▸ Bloco de texto:
No entanto, apesar da relevância geopolítica e do conteúdo das negociações, a organização do evento passou por dificuldades significativas que comprometeram a experiência de delegações, trabalhadores e visitantes.
Pilares da agenda climática
A COP30 ocorre dez anos após o Acordo de Paris, em um momento decisivo para revisar metas climáticas e acelerar ações concretas para limitar o aquecimento global a 1,5°C. Entre os temas centrais discutidos estavam:
• Financiamento climático
Países em desenvolvimento cobraram o cumprimento — e ampliação — das promessas financeiras feitas por nações ricas. O impasse sobre valores, prazos e mecanismos de desembolso continuou sendo um dos maiores entraves nas negociações.
• Revisão de NDCs (planos nacionais de ação)
Os países deveriam apresentar metas atualizadas de redução de emissões. A avaliação de organizações internacionais é de que a ambição coletiva permanece abaixo do necessário para conter a crise climática.
• Adaptação e resiliência
Houve debate sobre métricas globais de adaptação e sobre como apoiar regiões vulneráveis a incêndios, enchentes, ondas de calor e outros eventos extremos que vêm se intensificando.
• Proteção das florestas e bioeconomia
Por estar na Amazônia, a conferência deu destaque à conservação florestal, aos direitos territoriais de povos indígenas e às cadeias produtivas sustentáveis baseadas na biodiversidade.
• Transição energética justa
O avanço da eliminação progressiva dos combustíveis fósseis voltou a gerar embates, com países exportadores resistindo a compromissos mais rígidos.
Apesar da densidade da pauta, a COP30 enfrentou críticas de falta de clareza nos caminhos práticos para implementação das metas acordadas.
Infraestrutura de Belém virou alvo de críticas internacionais
A preparação da cidade para receber um dos maiores eventos multilaterais do mundo foi questionada desde o início. Durante a COP30, alguns problemas se destacaram:
Saneamento e mobilidade
Delegações relataram dificuldades com alagamentos em áreas próximas aos pavilhões, falhas de coleta de lixo e transporte sobrecarregado. O fluxo internacional pressionou uma infraestrutura urbana historicamente limitada.
Segurança e episódios de tensão
No dia 11, a Zona Azul — área restrita onde ocorrem as negociações oficiais — foi invadida por manifestantes. O episódio levou a ONU a enviar uma carta classificando a situação como “falhas graves de segurança”, exigindo plano emergencial e medidas corretivas.
Estrutura dos pavilhões
Relatos de goteiras, queda no fornecimento de água e ar-condicionado insuficiente tornaram-se comuns, com delegados descrevendo a experiência como desconfortável, especialmente diante do forte calor amazônico, que ultrapassava 30°C. Após reclamações públicas, a presidência da COP afirmou que os problemas estavam sendo corrigidos.
A forte tempestade que atingiu Belém na tarde de 17 de novembro provocou uma série de transtornos em diferentes pontos da cidade e expôs fragilidades na infraestrutura montada para a COP30, no Parque da Cidade.

▸ Tarefa proposta 1: Reescreva de forma mais concisa o parágrafo do texto sobre a COP30 iniciado por “Relatos de goteiras”. Preserve os fatos principais.
▸ Tarefa proposta 2: Dê continuidade ao texto sobre a COP30 a partir da última frase apresentada.

▸ Seção de dados:
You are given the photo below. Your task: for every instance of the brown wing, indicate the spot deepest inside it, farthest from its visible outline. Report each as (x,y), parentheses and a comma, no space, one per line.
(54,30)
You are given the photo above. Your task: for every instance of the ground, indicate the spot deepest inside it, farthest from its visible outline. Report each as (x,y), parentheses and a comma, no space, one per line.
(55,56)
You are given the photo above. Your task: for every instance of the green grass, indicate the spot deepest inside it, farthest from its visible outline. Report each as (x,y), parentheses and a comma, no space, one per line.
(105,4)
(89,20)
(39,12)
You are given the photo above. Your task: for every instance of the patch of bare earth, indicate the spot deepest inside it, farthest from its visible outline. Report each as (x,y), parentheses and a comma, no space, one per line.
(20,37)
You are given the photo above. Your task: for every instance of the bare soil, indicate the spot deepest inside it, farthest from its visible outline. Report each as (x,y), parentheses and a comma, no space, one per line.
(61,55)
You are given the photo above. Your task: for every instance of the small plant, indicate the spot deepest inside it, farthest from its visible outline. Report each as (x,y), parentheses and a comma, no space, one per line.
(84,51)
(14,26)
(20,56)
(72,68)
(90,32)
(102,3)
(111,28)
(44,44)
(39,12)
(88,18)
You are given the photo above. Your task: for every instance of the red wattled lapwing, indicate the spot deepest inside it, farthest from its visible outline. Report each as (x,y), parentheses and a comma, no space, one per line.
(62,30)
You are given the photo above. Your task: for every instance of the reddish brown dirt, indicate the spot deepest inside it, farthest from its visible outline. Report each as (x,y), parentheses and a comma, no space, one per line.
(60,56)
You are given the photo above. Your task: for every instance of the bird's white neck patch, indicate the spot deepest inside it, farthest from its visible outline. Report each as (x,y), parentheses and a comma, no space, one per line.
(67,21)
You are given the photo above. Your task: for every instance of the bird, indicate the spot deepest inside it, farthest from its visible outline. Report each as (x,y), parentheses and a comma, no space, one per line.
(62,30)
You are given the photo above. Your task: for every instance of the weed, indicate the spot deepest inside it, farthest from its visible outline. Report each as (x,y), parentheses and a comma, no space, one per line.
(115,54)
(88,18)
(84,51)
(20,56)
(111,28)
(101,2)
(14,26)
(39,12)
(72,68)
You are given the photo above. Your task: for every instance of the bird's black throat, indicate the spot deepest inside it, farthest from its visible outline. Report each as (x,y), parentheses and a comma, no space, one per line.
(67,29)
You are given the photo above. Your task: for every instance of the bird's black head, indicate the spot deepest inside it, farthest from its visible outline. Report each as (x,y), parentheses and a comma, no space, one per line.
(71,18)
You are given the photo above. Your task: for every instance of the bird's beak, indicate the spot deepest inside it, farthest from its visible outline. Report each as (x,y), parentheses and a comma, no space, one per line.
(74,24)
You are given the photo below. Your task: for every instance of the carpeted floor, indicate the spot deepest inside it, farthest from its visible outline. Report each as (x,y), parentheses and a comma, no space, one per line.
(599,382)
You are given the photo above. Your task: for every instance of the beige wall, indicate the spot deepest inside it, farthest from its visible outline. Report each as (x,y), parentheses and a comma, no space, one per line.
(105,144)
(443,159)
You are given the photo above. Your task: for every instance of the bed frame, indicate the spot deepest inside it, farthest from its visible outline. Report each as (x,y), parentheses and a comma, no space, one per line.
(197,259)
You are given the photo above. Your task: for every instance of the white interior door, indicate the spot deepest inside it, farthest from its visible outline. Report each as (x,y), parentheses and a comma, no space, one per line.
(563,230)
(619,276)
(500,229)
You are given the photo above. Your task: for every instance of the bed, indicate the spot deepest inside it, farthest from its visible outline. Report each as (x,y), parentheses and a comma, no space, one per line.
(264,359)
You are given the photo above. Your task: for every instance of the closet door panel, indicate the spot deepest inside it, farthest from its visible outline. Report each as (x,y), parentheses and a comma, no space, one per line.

▸ Resposta final 1: Delegados relataram goteiras, falta de água e ar-condicionado insuficiente nos pavilhões. Sob o calor amazônico acima de 30°C, a experiência foi descrita como desconfortável. Após reclamações públicas, a presidência da COP afirmou que os problemas estavam sendo corrigidos.

▸ Resposta final 2:
As rajadas de vento foram tão intensas que parte da cerca de proteção que conecta a área Blue à Greenzone acabou cedendo. Em um dos acessos, a água invadiu o carpete, e lixeiras precisaram ser improvisadas para conter as goteiras. Já na saída da BlueZone, muitos visitantes aproveitaram para pegar os guarda-chuvas distribuídos pela prefeitura.
Em nota, a organização da COP30 reconheceu falhas pontuais na estrutura, sobretudo nos pavilhões, e informou que equipes técnicas estão atuando nos reparos e ajustes para garantir o pleno funcionamento das instalações.
A tenda que servia como barreira contra o mau tempo também não resistiu à força do vento e acabou desabando durante a tempestade.
Hospedagem: preços abusivos dominam o debate
Um dos temas mais sensíveis foi o custo da estadia em Belém:
Hotéis e anfitriões de plataformas como Airbnb e Booking foram acusados de multiplicar tarifas por até dez vezes. Com isso, Justiça do Pará, Defensoria Pública e Governo Federal notificaram estabelecimentos e exigiram ajustes. As plataformas se comprometeram a remover anúncios com valores exagerados e limitar preços a no máximo três vezes a alta temporada.
Apesar das medidas, os resultados foram irregulares:
- Algumas hospedagens realmente reduziram preços em até 50%.
- Delegações de países mais pobres relataram que ainda tinham dificuldade de encontrar acomodações acessíveis.
- Algumas equipes consideraram reduzir o número de participantes ou até não comparecer.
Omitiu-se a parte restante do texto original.